Nutzung von Nachrichten sinkt weiter – Zahlungsbereitschaft bleibt niedrig

Nutzung von Nachrichten sinkt weiter – Zahlungsbereitschaft bleibt niedrig
«News Avoider»: Rund ein Drittel der Schweizerinnen und Schweizer (36%) vermeidet manchmal oder sogar oft aktiv Nachrichten. (Bild: istock.com/gpointstudio/UZH)

Zürich – Trotz Krisen nutzen die Menschen aller Altersgruppen in der Schweiz immer weniger Nachrichten. 36% vermeiden sie manchmal oder sogar oft aktiv. Dennoch vertrauen 41% der Bevölkerung einem Grossteil der Medien, wie der Schweizer Länderbericht des Digital News Reports 2024 zeigt. Die Zahlungsbereitschaft stagniert seit drei Jahren auf tiefem Niveau.

Aus einer Sammlung entnommene Daten:

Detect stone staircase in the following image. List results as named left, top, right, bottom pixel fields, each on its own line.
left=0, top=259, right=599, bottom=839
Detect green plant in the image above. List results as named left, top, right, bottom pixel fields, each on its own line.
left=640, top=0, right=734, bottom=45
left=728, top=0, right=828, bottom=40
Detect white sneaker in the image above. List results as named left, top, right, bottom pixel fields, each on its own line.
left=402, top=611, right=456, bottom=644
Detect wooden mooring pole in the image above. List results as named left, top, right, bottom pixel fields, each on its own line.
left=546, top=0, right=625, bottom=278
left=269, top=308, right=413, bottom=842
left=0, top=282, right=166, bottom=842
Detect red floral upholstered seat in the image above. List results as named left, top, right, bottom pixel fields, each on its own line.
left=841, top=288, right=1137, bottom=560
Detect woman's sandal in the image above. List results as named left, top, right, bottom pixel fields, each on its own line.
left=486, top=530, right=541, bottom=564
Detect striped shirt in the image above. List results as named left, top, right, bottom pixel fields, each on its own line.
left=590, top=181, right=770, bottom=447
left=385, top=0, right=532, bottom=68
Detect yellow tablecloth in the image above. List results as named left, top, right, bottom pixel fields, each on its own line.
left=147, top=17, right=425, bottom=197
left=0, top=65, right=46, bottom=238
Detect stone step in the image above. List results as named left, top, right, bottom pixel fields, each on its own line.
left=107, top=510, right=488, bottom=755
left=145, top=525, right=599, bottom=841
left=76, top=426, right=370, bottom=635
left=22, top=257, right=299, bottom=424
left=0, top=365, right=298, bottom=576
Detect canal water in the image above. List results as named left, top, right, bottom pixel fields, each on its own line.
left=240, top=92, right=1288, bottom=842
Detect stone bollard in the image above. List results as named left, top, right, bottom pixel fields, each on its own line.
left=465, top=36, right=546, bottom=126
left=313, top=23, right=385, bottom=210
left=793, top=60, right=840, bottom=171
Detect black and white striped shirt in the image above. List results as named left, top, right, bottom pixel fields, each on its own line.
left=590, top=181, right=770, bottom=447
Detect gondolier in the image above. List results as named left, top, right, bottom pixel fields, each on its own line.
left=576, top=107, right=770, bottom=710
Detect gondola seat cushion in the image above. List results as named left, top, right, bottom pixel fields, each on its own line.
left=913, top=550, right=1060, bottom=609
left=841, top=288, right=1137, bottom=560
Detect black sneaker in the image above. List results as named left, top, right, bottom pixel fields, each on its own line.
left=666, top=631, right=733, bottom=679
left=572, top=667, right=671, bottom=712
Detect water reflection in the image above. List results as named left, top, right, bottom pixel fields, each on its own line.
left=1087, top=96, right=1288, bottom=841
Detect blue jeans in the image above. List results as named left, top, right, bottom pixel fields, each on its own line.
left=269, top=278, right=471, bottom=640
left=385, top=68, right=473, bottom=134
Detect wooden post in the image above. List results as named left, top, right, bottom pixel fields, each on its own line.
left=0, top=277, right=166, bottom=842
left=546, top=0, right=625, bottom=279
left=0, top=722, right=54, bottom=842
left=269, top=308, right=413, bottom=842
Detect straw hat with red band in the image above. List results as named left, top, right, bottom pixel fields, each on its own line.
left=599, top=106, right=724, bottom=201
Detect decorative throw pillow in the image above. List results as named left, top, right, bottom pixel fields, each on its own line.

* * *

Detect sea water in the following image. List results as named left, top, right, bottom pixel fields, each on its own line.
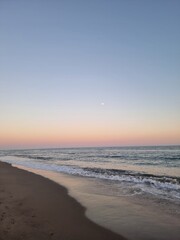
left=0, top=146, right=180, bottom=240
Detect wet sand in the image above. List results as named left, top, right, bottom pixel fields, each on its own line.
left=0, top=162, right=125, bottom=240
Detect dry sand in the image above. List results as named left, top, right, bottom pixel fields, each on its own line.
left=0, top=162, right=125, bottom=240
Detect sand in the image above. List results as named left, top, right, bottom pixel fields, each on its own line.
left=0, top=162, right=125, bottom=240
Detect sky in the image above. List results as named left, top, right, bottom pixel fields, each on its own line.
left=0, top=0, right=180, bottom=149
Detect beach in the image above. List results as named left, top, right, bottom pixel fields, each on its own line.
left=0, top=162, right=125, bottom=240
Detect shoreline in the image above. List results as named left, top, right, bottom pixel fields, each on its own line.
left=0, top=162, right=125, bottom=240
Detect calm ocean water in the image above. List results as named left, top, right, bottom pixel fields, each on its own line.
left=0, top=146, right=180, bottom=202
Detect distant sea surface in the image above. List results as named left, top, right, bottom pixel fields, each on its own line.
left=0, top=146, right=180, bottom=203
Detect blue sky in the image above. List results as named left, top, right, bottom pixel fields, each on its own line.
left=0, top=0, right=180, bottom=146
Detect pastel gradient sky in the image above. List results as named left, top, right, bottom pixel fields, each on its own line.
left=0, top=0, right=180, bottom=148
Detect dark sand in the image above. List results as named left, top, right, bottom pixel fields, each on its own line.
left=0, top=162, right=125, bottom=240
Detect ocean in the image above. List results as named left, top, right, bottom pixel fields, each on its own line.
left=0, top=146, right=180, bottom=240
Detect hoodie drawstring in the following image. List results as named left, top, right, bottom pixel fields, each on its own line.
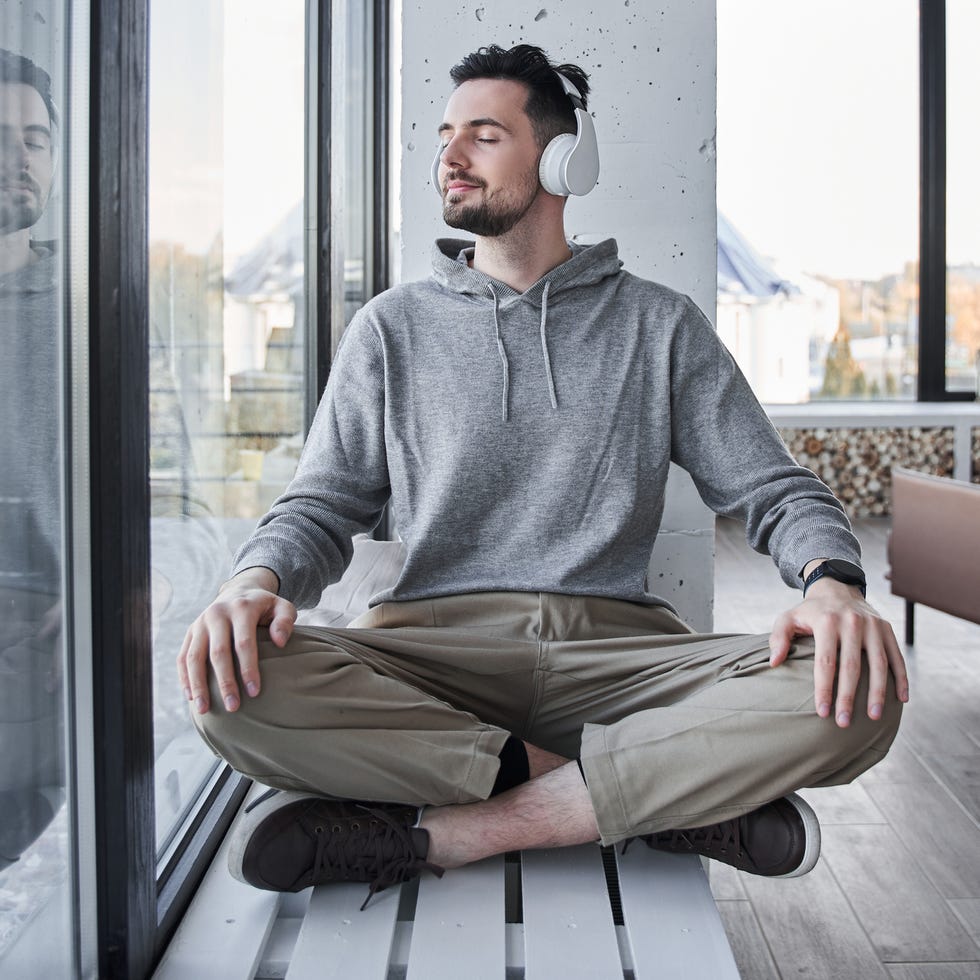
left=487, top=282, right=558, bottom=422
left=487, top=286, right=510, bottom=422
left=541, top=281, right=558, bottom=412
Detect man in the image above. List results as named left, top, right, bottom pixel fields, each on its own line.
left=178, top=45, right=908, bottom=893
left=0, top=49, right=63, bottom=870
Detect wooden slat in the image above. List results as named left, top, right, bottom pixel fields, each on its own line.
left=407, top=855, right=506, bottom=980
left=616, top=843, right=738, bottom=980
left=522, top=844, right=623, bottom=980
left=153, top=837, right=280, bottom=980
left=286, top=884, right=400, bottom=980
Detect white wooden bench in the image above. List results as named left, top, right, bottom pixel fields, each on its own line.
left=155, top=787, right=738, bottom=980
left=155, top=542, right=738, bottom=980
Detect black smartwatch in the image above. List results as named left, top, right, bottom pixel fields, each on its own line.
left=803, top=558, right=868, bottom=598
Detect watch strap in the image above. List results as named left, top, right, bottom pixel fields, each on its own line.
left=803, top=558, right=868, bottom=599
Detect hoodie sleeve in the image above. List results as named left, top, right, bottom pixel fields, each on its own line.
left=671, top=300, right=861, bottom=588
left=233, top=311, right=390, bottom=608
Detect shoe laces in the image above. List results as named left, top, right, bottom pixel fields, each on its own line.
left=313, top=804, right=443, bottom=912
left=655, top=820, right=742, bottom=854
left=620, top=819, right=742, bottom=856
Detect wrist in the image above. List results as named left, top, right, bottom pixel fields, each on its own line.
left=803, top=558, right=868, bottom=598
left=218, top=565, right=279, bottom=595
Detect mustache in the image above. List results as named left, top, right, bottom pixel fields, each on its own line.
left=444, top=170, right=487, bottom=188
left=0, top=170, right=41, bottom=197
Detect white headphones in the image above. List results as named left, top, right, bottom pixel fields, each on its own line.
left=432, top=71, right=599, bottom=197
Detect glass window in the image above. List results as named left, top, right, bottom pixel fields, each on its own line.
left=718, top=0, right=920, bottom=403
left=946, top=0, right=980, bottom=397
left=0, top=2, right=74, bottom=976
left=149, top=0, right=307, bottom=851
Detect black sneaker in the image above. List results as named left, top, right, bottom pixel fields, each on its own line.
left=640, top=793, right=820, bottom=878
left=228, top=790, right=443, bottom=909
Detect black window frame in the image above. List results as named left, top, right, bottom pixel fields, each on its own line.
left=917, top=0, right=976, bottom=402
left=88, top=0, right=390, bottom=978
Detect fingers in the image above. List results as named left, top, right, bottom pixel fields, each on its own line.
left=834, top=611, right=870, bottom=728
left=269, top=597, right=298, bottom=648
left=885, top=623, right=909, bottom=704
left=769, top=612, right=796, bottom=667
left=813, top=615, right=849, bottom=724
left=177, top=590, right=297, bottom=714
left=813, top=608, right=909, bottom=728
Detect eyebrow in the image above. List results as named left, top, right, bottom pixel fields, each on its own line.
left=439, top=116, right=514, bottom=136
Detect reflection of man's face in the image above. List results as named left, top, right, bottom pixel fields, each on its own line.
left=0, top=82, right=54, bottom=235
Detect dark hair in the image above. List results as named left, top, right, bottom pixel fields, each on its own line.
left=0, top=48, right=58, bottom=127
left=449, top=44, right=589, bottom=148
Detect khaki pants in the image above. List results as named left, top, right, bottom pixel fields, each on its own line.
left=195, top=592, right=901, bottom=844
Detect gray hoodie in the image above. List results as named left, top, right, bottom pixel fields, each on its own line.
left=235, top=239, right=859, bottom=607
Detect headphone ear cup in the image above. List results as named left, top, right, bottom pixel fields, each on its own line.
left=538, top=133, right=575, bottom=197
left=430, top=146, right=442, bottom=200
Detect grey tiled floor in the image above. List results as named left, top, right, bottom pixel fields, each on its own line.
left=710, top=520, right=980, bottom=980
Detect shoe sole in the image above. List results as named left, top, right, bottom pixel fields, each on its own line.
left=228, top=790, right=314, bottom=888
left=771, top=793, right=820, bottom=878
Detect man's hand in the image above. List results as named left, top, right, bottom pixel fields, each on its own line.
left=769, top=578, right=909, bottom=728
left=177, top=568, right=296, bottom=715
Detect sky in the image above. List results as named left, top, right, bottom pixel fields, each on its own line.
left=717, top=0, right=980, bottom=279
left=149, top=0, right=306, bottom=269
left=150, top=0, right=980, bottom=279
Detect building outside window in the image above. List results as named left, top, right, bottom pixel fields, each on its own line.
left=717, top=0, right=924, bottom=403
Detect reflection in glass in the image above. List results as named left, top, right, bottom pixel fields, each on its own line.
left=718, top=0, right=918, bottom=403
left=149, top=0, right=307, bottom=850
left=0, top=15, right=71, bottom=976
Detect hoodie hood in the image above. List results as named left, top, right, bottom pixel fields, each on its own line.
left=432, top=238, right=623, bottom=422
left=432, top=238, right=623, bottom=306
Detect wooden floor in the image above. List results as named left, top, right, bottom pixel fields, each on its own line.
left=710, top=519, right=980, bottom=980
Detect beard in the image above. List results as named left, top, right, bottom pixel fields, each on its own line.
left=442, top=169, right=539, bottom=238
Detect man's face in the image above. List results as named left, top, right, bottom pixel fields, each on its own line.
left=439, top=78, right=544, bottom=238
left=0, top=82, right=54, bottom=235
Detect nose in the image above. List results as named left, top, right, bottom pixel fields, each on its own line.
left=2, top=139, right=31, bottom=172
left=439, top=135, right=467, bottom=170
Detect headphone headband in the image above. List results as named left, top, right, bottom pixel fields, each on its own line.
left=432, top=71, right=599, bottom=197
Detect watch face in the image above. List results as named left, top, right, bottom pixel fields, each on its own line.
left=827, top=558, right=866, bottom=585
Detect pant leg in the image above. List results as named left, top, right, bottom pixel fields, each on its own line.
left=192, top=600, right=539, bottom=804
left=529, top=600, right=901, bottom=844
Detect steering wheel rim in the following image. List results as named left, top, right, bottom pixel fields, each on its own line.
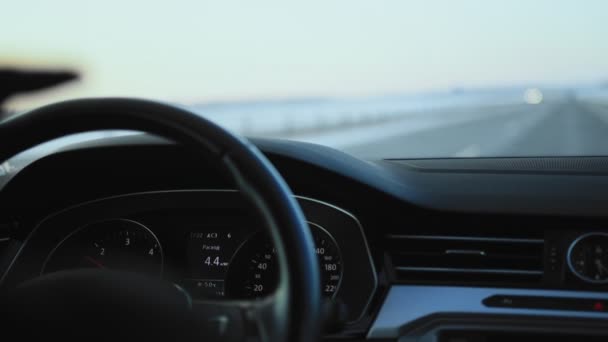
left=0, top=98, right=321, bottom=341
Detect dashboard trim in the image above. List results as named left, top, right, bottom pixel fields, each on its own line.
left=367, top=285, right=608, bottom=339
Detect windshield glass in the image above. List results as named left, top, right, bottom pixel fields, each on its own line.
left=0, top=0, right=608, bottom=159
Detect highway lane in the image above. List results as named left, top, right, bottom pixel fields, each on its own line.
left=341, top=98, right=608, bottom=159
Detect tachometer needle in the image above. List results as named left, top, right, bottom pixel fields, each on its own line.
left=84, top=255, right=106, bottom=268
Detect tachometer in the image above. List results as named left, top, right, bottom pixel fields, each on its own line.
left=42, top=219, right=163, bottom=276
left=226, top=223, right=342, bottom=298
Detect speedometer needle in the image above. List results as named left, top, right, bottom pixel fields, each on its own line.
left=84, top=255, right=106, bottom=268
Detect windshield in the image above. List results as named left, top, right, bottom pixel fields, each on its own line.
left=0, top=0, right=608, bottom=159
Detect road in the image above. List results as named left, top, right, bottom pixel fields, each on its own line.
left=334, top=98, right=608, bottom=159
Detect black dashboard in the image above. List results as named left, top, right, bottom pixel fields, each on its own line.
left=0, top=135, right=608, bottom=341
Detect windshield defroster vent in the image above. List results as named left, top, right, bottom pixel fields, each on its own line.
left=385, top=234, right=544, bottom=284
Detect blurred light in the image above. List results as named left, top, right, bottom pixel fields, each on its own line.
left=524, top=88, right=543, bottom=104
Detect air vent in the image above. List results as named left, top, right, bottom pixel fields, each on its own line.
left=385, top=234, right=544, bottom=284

Aufgaben >>
[1] Übersetzen Sie den Satz „Die Zahlungsbereitschaft stagniert seit drei Jahren auf tiefem Niveau.“ aus dem Textauszug ins Englische.
[2] Nennen Sie als Stichpunktliste alle Befunde, die der Absatz des Textauszugs aufführt, der mit „Zürich – Trotz Krisen“ beginnt.

Lösungen >>
[1] Willingness to pay has stagnated at a low level for three years.

[2]
- Die Menschen aller Altersgruppen in der Schweiz nutzen trotz Krisen immer weniger Nachrichten.
- 36% vermeiden Nachrichten manchmal oder sogar oft aktiv.
- 41% der Bevölkerung vertrauen einem Grossteil der Medien.
- Die Zahlungsbereitschaft stagniert seit drei Jahren auf tiefem Niveau.